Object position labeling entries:
*****

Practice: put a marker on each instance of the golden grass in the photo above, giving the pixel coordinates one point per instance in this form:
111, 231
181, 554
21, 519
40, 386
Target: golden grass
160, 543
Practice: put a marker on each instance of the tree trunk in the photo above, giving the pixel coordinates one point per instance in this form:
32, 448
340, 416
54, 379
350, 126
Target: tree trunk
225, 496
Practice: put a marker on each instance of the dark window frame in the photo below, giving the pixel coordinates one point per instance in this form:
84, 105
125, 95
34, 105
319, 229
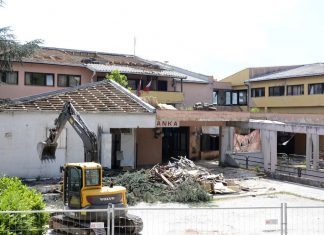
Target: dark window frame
44, 84
276, 91
162, 85
291, 90
222, 96
209, 142
68, 79
316, 84
4, 77
258, 92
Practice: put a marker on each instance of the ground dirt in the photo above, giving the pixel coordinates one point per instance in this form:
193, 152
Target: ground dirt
245, 212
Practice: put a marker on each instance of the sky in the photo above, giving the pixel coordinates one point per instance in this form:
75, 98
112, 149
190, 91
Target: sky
212, 37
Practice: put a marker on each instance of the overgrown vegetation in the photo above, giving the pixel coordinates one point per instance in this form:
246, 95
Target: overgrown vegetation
15, 196
121, 79
11, 50
141, 188
255, 110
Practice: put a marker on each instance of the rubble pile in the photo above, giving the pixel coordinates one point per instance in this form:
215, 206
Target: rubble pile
183, 169
178, 181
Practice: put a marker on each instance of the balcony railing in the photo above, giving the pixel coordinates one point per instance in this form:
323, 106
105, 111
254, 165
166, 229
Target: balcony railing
165, 97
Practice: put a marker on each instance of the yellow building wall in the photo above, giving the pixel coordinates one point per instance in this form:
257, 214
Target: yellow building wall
300, 103
238, 78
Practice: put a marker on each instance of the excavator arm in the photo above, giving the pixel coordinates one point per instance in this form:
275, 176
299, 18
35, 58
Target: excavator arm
47, 149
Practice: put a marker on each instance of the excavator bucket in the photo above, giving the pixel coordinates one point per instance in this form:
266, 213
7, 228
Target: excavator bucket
46, 151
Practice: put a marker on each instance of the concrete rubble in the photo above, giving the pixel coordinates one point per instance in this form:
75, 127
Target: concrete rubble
176, 172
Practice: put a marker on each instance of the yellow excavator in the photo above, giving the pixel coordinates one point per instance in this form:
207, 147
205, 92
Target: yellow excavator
82, 184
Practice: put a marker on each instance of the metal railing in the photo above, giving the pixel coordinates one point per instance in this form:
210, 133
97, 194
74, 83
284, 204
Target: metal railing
177, 220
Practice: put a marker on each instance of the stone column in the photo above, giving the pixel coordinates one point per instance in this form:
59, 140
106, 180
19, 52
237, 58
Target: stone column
315, 143
312, 151
106, 145
265, 148
273, 150
269, 149
226, 141
309, 151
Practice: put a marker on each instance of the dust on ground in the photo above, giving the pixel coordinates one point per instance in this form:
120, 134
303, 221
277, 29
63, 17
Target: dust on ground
262, 190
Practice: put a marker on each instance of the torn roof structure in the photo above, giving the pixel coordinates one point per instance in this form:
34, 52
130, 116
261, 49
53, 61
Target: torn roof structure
306, 70
104, 96
103, 62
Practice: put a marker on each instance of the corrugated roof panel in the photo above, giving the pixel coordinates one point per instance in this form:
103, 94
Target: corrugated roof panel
302, 71
134, 70
94, 97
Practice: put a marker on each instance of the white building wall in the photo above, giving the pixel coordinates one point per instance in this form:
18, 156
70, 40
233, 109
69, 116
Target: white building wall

*****

EXERCISE DIRECTIONS:
All of the lines above should be printed exactly, minus the pictures.

EXERCISE RESULT:
Practice: put a marker on each instance of the golden grass in the photo above, giving the pixel coordinates one point per instance in this form:
111, 231
181, 554
21, 519
40, 386
Target: golden grass
160, 543
Practice: put a marker on each instance of the tree trunk in the photo above, giving the pixel coordinates one point per instance in this form:
32, 448
340, 416
54, 379
350, 126
Target: tree trunk
225, 496
Practice: put a marker on each instance of the dark window frame in the photo below, giving the pixel coordinates one point per instance in this form:
84, 105
125, 95
34, 105
319, 229
Target: dark window frame
44, 84
276, 91
162, 85
291, 90
222, 96
209, 142
68, 79
316, 84
4, 77
258, 92
Practice: put a marker on each instance of the ground dirt in the photo above, giving the pixel coordinates one point per instance in this form:
193, 152
Target: ground dirt
245, 212
Practice: put a marker on each instance of the sky in the photo above, giving the pixel coordinates one point per instance in this form:
75, 98
112, 149
190, 91
Target: sky
212, 37
Practice: put a marker on each instance of the overgrown vegetation in the photo above, giving the pixel coordinates one point per instance in this form:
246, 95
Target: overgrown vegetation
15, 196
121, 79
11, 50
141, 188
255, 110
Practice: put a marker on each instance of the rubble pile in the photo above, giving the pixel coordinates one point per instance in this form:
215, 206
Target: rubble pile
183, 169
178, 181
Practice: put a marker on each instance of the balcony railing in the photo above, giving the pixel coordinates one point per instance in this form:
323, 106
105, 111
254, 165
166, 229
Target: balcony railing
165, 97
Practice: put a marker on each instance of the yellow building wall in the photo above, giving the pixel coordinates one point per instance in this form:
257, 214
Target: yellow building wall
300, 103
238, 78
Practice: put a marker on each instance of the excavator arm in the photo above, giving the pixel coordinates one point per instance in this form:
275, 176
299, 18
35, 58
Target: excavator arm
47, 149
Practice: put a marker on each instance of the excavator bucket in the photo above, giving the pixel coordinates one point per instance in this form:
266, 213
7, 228
Target: excavator bucket
46, 151
Practice: put a marker on each instance of the concrete rubble in the photo above, giving the pixel coordinates one point per instance in this form:
75, 127
Target: concrete rubble
176, 172
Practice: put a marker on each instance of the yellow excavator in the photo above, giving the pixel coordinates one point per instance in this form:
207, 147
205, 92
Target: yellow excavator
82, 184
Practice: put a marker on each instance of the metal railing in the photo above, giving the pixel coordinates one point per instance in this form:
210, 133
97, 194
74, 83
284, 204
Target: metal railing
177, 220
Practice: put a marker on each instance of the stone column in the photo above, giving the pixel coordinates one point per instance in this form:
59, 140
106, 180
19, 52
237, 58
Target: stone column
315, 143
312, 151
106, 145
265, 148
273, 150
269, 149
226, 141
309, 151
Practice: put a marker on each instance of the dust on ground in the photo above, giving the pixel coordinates one point per instance in this form:
120, 134
303, 221
277, 29
63, 17
Target: dust on ground
262, 190
Practice: put a marker on each instance of the torn roof structure in the photo above, giving the pixel coordinates one point per instance in this form:
34, 52
130, 116
261, 49
53, 61
Target: torn roof structure
306, 70
104, 96
103, 62
Practice: put a marker on each instance of the corrugated roof panel in the photo above, giving the pixel coordinates one point per instance in this form:
103, 94
Target: corrugated roof panel
302, 71
134, 70
94, 97
Practice: put a marker on each instance of the white building wall in the photo above, giving the pixel coordinates one point per instance in this form:
18, 156
70, 40
233, 109
69, 116
Target: white building wall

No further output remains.